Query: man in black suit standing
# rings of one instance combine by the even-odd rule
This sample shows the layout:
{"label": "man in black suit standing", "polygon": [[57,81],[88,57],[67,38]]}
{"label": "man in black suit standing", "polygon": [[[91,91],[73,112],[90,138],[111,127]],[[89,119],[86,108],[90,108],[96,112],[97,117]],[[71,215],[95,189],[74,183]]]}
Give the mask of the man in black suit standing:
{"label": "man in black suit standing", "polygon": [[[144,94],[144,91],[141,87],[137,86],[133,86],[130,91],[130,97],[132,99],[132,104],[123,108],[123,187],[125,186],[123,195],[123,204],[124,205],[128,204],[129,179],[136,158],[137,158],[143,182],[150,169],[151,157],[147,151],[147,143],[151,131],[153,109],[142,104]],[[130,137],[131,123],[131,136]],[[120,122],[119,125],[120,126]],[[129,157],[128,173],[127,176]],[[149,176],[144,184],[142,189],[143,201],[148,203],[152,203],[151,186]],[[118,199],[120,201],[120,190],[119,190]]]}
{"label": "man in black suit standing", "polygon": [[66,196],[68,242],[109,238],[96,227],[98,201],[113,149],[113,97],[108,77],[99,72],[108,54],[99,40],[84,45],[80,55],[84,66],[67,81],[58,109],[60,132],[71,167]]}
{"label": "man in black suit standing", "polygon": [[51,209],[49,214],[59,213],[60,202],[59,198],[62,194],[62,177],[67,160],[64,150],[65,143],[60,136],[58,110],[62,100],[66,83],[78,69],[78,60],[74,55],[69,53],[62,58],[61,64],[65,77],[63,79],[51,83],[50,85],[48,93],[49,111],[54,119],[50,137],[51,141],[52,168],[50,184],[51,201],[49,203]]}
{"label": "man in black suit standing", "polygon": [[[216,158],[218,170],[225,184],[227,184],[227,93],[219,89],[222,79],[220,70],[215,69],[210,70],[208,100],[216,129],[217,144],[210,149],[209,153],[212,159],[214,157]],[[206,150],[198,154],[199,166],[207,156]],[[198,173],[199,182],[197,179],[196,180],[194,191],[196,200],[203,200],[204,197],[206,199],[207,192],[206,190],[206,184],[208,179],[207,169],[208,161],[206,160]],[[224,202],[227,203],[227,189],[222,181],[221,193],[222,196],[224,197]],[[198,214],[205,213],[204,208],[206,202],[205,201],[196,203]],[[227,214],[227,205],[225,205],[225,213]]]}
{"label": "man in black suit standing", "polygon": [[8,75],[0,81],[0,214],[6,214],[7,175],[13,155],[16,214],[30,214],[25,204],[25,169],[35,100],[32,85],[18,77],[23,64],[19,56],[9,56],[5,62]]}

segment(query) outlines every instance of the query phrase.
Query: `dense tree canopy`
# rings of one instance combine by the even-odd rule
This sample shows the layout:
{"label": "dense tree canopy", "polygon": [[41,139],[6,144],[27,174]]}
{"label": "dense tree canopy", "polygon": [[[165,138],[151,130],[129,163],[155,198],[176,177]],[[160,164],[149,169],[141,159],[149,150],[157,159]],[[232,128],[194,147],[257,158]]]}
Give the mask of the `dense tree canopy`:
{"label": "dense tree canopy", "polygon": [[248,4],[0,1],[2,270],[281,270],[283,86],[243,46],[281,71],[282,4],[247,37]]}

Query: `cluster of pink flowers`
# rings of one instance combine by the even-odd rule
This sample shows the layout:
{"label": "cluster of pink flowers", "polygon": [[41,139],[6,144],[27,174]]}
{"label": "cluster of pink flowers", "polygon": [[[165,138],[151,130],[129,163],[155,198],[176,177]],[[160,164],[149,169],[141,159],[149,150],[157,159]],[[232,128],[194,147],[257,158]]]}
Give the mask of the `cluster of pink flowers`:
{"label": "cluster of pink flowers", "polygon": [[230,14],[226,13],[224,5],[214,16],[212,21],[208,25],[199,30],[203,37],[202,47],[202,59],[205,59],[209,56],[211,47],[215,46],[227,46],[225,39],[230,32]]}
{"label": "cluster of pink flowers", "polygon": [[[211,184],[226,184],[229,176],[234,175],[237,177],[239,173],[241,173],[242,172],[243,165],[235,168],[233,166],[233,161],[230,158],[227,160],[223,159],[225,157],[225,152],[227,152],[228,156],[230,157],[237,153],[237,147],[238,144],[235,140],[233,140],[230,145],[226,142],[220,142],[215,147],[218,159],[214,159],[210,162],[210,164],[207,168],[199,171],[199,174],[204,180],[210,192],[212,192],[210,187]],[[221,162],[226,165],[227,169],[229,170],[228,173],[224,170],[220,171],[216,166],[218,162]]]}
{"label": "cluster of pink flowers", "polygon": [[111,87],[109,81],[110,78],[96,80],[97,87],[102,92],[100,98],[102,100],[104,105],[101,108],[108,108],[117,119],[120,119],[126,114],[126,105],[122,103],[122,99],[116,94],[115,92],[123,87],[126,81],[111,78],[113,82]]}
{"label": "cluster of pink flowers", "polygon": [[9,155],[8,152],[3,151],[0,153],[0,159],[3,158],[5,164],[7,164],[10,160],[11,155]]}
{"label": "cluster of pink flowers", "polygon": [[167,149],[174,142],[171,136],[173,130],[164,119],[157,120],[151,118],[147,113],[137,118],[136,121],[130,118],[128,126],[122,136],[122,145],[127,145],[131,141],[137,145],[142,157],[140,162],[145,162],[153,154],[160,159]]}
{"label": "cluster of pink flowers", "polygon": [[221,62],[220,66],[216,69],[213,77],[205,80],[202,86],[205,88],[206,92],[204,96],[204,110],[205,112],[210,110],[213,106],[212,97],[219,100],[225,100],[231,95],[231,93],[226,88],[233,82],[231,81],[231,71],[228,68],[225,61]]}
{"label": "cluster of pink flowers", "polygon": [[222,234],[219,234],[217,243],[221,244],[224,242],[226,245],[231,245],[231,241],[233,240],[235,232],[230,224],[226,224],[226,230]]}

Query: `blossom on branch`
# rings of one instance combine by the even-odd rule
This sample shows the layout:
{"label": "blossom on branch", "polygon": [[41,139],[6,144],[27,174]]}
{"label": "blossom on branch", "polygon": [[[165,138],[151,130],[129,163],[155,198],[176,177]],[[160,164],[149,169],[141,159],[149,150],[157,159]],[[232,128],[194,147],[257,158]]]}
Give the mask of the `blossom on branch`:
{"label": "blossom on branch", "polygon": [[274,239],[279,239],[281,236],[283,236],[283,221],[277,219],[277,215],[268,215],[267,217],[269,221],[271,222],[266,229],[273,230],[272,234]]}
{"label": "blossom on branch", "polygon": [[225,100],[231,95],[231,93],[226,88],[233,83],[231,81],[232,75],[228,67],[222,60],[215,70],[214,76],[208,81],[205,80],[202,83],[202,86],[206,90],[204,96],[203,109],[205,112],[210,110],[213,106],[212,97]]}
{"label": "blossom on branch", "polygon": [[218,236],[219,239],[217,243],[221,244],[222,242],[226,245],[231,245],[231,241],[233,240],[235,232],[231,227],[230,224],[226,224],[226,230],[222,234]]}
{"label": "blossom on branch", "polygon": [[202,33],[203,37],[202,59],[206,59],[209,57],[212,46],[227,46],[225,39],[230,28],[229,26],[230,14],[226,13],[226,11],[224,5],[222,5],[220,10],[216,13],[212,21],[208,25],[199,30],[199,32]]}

----------------

▶ [TASK BRIEF]: Print every one of the items above again, line for line, without changing anything.

▶ [SOLUTION TO THE EXERCISE]:
Query: man in black suit standing
# rings of one instance combine by the even-odd rule
This sample shows the layout:
{"label": "man in black suit standing", "polygon": [[57,81],[88,57],[67,38]]}
{"label": "man in black suit standing", "polygon": [[[91,91],[73,112],[90,138],[111,127]],[[89,119],[86,108],[90,108],[96,112],[97,117]],[[71,215],[95,189],[74,183]]]}
Give the mask of the man in black suit standing:
{"label": "man in black suit standing", "polygon": [[[144,94],[144,91],[141,87],[137,86],[133,86],[130,91],[130,97],[132,99],[132,104],[123,108],[123,187],[125,186],[123,195],[123,204],[124,205],[128,204],[129,179],[136,158],[137,158],[143,182],[150,169],[151,157],[147,151],[147,143],[151,131],[153,109],[142,104]],[[130,137],[131,123],[131,136]],[[120,122],[119,125],[120,126]],[[129,157],[128,173],[127,176]],[[149,176],[144,184],[142,189],[143,201],[148,203],[152,203],[151,186]],[[118,199],[120,201],[120,190],[119,190]]]}
{"label": "man in black suit standing", "polygon": [[66,196],[68,242],[109,238],[96,227],[98,201],[113,149],[113,97],[108,77],[99,72],[108,54],[99,40],[84,45],[80,55],[84,66],[67,81],[58,109],[60,132],[71,167]]}
{"label": "man in black suit standing", "polygon": [[51,209],[49,214],[59,213],[60,202],[59,198],[62,194],[62,177],[67,160],[64,150],[65,143],[60,136],[58,110],[62,100],[66,83],[78,69],[78,60],[74,55],[69,53],[62,58],[61,64],[65,77],[63,79],[51,83],[50,85],[48,93],[49,111],[54,119],[50,137],[51,141],[52,168],[50,184],[51,201],[49,203]]}
{"label": "man in black suit standing", "polygon": [[[216,158],[218,170],[225,184],[227,184],[227,93],[219,89],[222,79],[220,70],[215,69],[210,70],[208,100],[216,129],[217,144],[210,149],[209,153],[212,159],[214,157]],[[206,150],[198,154],[199,166],[207,156]],[[198,173],[199,182],[197,179],[196,180],[194,191],[196,200],[203,200],[204,197],[206,199],[207,192],[206,190],[206,184],[208,179],[207,169],[208,161],[206,160]],[[224,202],[227,203],[227,189],[222,181],[221,193],[222,196],[224,197]],[[198,214],[205,213],[204,208],[206,202],[205,201],[196,203]],[[227,214],[227,205],[225,205],[225,213]]]}
{"label": "man in black suit standing", "polygon": [[8,75],[0,81],[0,214],[6,214],[7,175],[13,155],[16,214],[30,214],[25,204],[25,169],[35,100],[32,85],[18,77],[23,64],[19,56],[9,56],[5,62]]}

segment(query) outlines every instance of the query phrase.
Query: `dense tree canopy`
# rings of one instance combine by the even-odd rule
This sample shows the layout:
{"label": "dense tree canopy", "polygon": [[41,139],[6,144],[27,174]]}
{"label": "dense tree canopy", "polygon": [[[165,138],[151,130],[129,163],[155,198],[176,177]],[[160,164],[149,169],[141,159],[149,150],[157,159]],[[232,128],[194,147],[257,158]]]}
Give the mask of the `dense tree canopy`:
{"label": "dense tree canopy", "polygon": [[248,4],[0,1],[2,270],[281,270],[283,86],[243,46],[281,71],[282,4],[247,37]]}

Query: `cluster of pink flowers`
# rings of one instance combine by the even-odd rule
This sample shows the layout:
{"label": "cluster of pink flowers", "polygon": [[41,139],[6,144],[27,174]]}
{"label": "cluster of pink flowers", "polygon": [[[165,138],[151,130],[129,163],[155,198],[176,177]],[[160,164],[149,169],[141,159],[149,150],[157,159]],[[232,128],[194,147],[257,158]]]}
Give the mask of the `cluster of pink flowers`:
{"label": "cluster of pink flowers", "polygon": [[230,14],[226,13],[224,5],[214,16],[212,21],[208,25],[199,30],[203,37],[202,47],[202,59],[205,59],[209,56],[211,47],[215,46],[227,46],[225,39],[230,32]]}
{"label": "cluster of pink flowers", "polygon": [[[211,184],[226,184],[229,176],[234,175],[237,177],[239,173],[241,173],[242,172],[243,165],[235,168],[233,166],[233,161],[230,158],[227,160],[223,159],[225,157],[225,152],[227,152],[228,156],[230,157],[237,153],[237,147],[238,144],[235,140],[233,140],[230,145],[226,142],[220,142],[215,147],[218,159],[214,159],[210,162],[210,164],[207,168],[199,171],[199,174],[204,180],[210,192],[212,192],[210,187]],[[221,162],[226,165],[227,169],[229,170],[228,173],[224,170],[220,171],[216,166],[218,162]]]}
{"label": "cluster of pink flowers", "polygon": [[111,87],[109,81],[110,78],[96,80],[97,87],[102,92],[100,98],[102,100],[104,105],[101,108],[108,108],[117,119],[120,119],[126,114],[126,105],[122,103],[122,99],[116,94],[115,92],[123,87],[126,81],[111,78],[113,82]]}
{"label": "cluster of pink flowers", "polygon": [[9,155],[8,152],[3,151],[0,153],[0,159],[3,158],[5,164],[7,164],[10,160],[11,155]]}
{"label": "cluster of pink flowers", "polygon": [[167,149],[174,142],[171,136],[173,130],[164,119],[157,120],[151,118],[147,113],[137,118],[136,121],[130,118],[128,126],[122,136],[122,145],[127,145],[131,141],[137,145],[142,157],[140,162],[145,162],[153,154],[160,159]]}
{"label": "cluster of pink flowers", "polygon": [[221,62],[220,66],[216,69],[213,77],[205,80],[202,86],[205,88],[206,92],[204,96],[204,110],[205,112],[210,110],[213,106],[212,97],[219,100],[225,100],[231,95],[231,93],[226,88],[233,82],[231,81],[231,71],[228,68],[225,61]]}
{"label": "cluster of pink flowers", "polygon": [[222,234],[219,234],[217,243],[221,244],[224,242],[226,245],[231,245],[231,241],[233,240],[235,232],[230,224],[226,224],[226,230]]}

Query: `blossom on branch`
# rings of one instance combine by the even-odd rule
This sample shows the layout:
{"label": "blossom on branch", "polygon": [[41,139],[6,144],[27,174]]}
{"label": "blossom on branch", "polygon": [[[165,138],[151,130],[129,163],[155,198],[176,177]],[[160,164],[149,169],[141,159],[149,150],[157,159]],[[232,128],[194,147],[257,158]]]}
Give the mask of the `blossom on branch`:
{"label": "blossom on branch", "polygon": [[274,239],[279,239],[281,236],[283,236],[283,221],[277,219],[277,215],[268,215],[267,217],[269,221],[271,222],[266,229],[273,230],[272,234]]}
{"label": "blossom on branch", "polygon": [[225,100],[231,95],[231,93],[226,88],[233,83],[231,81],[232,75],[228,67],[222,60],[215,70],[214,76],[208,81],[205,80],[202,83],[202,86],[206,90],[204,96],[203,109],[205,112],[210,110],[213,106],[212,97]]}
{"label": "blossom on branch", "polygon": [[218,236],[219,239],[217,243],[221,244],[222,242],[226,245],[231,245],[231,241],[233,240],[235,232],[231,227],[230,224],[226,224],[226,230],[222,234]]}
{"label": "blossom on branch", "polygon": [[202,33],[203,37],[202,59],[206,59],[209,57],[212,46],[227,46],[225,39],[230,28],[229,26],[230,14],[226,13],[226,11],[224,5],[222,5],[220,10],[216,13],[212,21],[208,25],[199,30],[199,32]]}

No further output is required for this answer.